*SET EXERCISE A*
In the AOT compiler notes, restate the paragraph beginning "Besides code, the AOT file also contains" as a short bulleted list that keeps its main facts.

X-Git-Url: http://wien.tomnetworks.com/gitweb/?a=blobdiff_plain;f=docs%2Faot-compiler.txt;h=3d77c0a11cadb0f71c4569e7b4159b5935f81c88;hb=122601004c427fa2da2c0878403100c303b9d7bc;hp=22a868099cbf003664849f79367db2a81fbac3cf;hpb=e004ed5c5a87d6701afbdf1ce435020d6b834ec3;p=mono.git

diff --git a/docs/aot-compiler.txt b/docs/aot-compiler.txt
index 22a868099cb..3d77c0a11ca 100644
--- a/docs/aot-compiler.txt
+++ b/docs/aot-compiler.txt
@@ -14,6 +14,19 @@ Mono Ahead Of Time Compiler
 	assembly, while the -O=all flag instructs Mono to use all the
 	available optimizations.
 
+* Caching metadata
+------------------
+
+	Besides code, the AOT file also contains cached metadata information which allows
+	the runtime to avoid certain computations at runtime, like the computation of
+	generic vtables. This reduces both startup time, and memory usage. It is possible
+	to create an AOT image which contains only this cached information and no code by
+	using the 'metadata-only' option during compilation:
+
+	   mono --aot=metadata-only assembly.exe
+
+	This works even on platforms where AOT is not normally supported.
+
 * Position Independent Code
 ---------------------------
 
@@ -76,7 +89,22 @@ Mono Ahead Of Time Compiler
 	
 	svn diff -r 37739:38213 mini-x86.c 
 
-* The Precompiled File Format
+	* The Program Linkage Table
+
+	As in ELF, calls made from AOT code do not go through the GOT. Instead, a direct call is
+	made to an entry in the Program Linkage Table (PLT). This is based on the fact that on
+	most architectures, call instructions use a displacement instead of an absolute address, so
+	they are already position independent. An PLT entry is usually a jump instruction, which
+	initially points to some trampoline code which transfers control to the AOT loader, which
+	will compile the called method, and patch the PLT entry so that further calls are made
+	directly to the called method.
+	If the called method is in the same assembly, and does not need initialization (i.e. it
+    doesn't have GOT slots etc), then the call is made directly, bypassing the PLT.

*Location identification items*
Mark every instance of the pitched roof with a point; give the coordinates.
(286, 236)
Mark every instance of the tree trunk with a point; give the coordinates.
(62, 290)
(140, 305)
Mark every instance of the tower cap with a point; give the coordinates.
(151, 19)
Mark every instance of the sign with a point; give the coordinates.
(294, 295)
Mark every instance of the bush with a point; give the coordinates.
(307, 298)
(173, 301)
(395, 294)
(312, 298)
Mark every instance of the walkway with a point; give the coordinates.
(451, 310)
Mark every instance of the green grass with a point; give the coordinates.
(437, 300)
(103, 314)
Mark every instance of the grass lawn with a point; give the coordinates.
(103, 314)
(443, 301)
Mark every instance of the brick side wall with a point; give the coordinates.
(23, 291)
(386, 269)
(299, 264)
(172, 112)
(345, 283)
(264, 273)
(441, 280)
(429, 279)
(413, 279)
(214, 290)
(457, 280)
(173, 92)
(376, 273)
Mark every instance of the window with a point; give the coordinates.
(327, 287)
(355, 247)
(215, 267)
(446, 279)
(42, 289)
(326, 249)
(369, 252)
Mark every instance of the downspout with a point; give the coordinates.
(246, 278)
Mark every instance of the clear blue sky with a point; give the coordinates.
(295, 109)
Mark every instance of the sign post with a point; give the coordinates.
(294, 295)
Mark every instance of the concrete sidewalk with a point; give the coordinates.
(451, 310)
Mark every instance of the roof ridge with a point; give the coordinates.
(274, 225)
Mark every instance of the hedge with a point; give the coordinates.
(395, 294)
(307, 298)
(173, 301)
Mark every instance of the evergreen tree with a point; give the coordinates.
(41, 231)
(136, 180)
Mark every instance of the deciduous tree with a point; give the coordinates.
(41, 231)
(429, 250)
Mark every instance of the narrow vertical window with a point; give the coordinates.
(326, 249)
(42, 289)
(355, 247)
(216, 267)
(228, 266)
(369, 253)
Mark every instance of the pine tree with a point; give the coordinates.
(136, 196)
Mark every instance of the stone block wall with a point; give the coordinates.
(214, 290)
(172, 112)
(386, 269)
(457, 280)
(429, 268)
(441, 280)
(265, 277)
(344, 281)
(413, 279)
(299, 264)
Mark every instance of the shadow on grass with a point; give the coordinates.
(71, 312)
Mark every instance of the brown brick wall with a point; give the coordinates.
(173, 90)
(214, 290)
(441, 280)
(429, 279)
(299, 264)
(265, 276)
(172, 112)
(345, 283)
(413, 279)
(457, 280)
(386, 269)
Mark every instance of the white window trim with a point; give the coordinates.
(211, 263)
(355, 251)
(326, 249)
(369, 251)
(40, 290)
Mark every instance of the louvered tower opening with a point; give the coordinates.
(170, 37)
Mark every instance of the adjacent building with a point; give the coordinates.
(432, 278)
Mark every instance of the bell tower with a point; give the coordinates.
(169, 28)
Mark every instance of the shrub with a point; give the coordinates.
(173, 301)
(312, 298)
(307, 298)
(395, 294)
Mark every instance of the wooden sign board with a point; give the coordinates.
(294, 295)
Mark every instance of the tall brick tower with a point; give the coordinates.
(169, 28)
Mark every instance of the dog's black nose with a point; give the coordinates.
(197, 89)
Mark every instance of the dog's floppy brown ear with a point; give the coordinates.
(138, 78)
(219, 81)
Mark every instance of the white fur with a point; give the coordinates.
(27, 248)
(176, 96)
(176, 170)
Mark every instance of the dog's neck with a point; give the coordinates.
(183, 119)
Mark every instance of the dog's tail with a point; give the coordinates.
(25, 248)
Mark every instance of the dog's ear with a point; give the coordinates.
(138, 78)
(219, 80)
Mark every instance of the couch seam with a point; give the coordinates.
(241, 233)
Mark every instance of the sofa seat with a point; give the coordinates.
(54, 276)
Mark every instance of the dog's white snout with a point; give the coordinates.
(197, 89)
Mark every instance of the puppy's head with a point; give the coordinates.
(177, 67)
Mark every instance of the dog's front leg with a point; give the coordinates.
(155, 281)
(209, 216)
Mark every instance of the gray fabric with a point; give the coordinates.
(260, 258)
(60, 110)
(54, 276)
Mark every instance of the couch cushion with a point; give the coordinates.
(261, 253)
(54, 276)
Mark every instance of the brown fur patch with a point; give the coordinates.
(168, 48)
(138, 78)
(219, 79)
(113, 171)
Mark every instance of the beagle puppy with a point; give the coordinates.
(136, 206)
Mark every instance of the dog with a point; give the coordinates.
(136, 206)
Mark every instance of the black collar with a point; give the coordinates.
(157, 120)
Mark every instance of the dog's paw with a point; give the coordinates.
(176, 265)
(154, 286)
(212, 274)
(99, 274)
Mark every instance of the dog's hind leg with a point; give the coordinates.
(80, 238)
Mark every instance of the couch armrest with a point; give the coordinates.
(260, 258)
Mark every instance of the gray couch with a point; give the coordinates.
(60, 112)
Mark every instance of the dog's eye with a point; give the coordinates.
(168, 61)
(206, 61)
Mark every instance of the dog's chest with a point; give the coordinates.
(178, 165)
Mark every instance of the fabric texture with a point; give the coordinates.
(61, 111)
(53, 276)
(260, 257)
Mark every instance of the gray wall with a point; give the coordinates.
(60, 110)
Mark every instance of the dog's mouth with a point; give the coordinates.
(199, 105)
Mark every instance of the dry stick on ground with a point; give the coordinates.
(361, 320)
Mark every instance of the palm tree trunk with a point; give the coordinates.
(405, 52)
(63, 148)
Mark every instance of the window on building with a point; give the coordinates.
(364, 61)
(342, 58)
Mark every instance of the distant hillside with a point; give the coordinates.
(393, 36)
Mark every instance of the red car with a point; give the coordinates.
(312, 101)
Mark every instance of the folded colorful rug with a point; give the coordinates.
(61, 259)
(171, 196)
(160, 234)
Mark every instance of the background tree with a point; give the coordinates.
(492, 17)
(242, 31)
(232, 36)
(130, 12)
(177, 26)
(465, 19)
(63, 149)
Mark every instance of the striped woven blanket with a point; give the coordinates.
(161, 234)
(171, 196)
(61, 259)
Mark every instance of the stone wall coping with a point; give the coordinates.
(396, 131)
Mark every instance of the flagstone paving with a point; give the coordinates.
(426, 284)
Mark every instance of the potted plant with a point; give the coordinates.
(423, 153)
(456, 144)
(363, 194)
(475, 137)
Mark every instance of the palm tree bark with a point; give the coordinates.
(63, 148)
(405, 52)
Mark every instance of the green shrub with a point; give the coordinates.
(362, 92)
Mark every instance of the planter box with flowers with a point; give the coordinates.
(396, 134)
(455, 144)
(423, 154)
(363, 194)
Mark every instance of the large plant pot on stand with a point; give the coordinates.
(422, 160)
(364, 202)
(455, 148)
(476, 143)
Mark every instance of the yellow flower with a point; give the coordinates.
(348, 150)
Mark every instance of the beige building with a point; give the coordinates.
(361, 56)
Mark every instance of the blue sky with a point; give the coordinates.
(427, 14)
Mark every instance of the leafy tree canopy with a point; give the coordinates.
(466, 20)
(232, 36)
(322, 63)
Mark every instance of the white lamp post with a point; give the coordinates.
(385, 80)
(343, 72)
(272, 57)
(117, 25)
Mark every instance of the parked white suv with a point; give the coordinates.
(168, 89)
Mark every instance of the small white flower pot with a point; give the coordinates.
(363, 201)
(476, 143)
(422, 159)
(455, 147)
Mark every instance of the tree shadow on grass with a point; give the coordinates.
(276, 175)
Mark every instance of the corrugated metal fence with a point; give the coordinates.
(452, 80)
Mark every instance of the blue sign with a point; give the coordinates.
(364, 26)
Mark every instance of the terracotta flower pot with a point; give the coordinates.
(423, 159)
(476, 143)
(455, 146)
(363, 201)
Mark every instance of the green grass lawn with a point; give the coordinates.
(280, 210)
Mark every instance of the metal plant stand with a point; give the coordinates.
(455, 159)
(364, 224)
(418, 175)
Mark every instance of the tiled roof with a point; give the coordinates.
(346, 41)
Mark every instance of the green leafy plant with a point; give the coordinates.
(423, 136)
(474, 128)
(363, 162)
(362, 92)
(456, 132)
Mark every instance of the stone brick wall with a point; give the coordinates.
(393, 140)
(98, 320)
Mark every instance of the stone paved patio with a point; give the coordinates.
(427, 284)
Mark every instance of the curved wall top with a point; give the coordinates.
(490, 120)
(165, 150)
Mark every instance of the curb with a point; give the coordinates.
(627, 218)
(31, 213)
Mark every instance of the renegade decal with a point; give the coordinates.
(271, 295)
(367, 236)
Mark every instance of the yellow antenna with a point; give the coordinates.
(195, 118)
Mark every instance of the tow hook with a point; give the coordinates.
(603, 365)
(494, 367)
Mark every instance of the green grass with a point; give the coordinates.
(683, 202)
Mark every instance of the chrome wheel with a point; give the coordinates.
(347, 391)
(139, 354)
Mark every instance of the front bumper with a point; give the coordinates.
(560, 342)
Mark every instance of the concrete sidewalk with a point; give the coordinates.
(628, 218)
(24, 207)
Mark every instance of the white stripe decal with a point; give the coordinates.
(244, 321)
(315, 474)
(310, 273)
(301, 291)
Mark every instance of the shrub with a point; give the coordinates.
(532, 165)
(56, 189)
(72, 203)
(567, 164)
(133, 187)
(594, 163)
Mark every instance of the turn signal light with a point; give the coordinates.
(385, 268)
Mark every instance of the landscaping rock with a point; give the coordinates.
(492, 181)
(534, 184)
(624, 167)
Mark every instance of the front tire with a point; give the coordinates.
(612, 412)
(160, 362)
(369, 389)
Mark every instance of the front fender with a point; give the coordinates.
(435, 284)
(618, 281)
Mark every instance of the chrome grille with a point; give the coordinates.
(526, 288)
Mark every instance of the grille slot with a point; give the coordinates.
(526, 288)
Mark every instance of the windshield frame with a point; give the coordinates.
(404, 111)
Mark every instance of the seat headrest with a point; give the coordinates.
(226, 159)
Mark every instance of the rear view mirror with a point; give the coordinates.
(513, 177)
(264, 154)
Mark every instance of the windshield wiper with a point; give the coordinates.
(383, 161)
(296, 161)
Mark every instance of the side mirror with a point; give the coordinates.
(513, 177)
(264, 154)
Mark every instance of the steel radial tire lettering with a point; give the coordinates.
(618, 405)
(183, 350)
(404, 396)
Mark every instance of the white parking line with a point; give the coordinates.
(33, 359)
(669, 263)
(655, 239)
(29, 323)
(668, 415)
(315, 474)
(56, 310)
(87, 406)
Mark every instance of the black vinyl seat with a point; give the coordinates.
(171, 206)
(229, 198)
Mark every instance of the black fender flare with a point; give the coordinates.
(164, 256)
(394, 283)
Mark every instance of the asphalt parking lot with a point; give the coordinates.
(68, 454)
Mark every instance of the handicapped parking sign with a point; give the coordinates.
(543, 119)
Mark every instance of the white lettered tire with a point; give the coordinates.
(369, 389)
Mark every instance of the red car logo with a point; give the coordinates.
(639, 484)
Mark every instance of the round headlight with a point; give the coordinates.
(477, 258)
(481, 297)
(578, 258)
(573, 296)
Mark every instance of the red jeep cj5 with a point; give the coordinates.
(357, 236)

*SET EXERCISE B*
Count the lines of the rows above that contain the string "tire", treating case as significant, and state only the number.

*FINAL ANSWER A*
- The AOT file holds cached metadata as well as code, which lets the runtime skip certain computations at runtime, such as computing generic vtables.
- This reduces both startup time and memory usage.
- Compiling with the 'metadata-only' option produces an AOT image that holds only this cached information and no code.

*FINAL ANSWER B*
3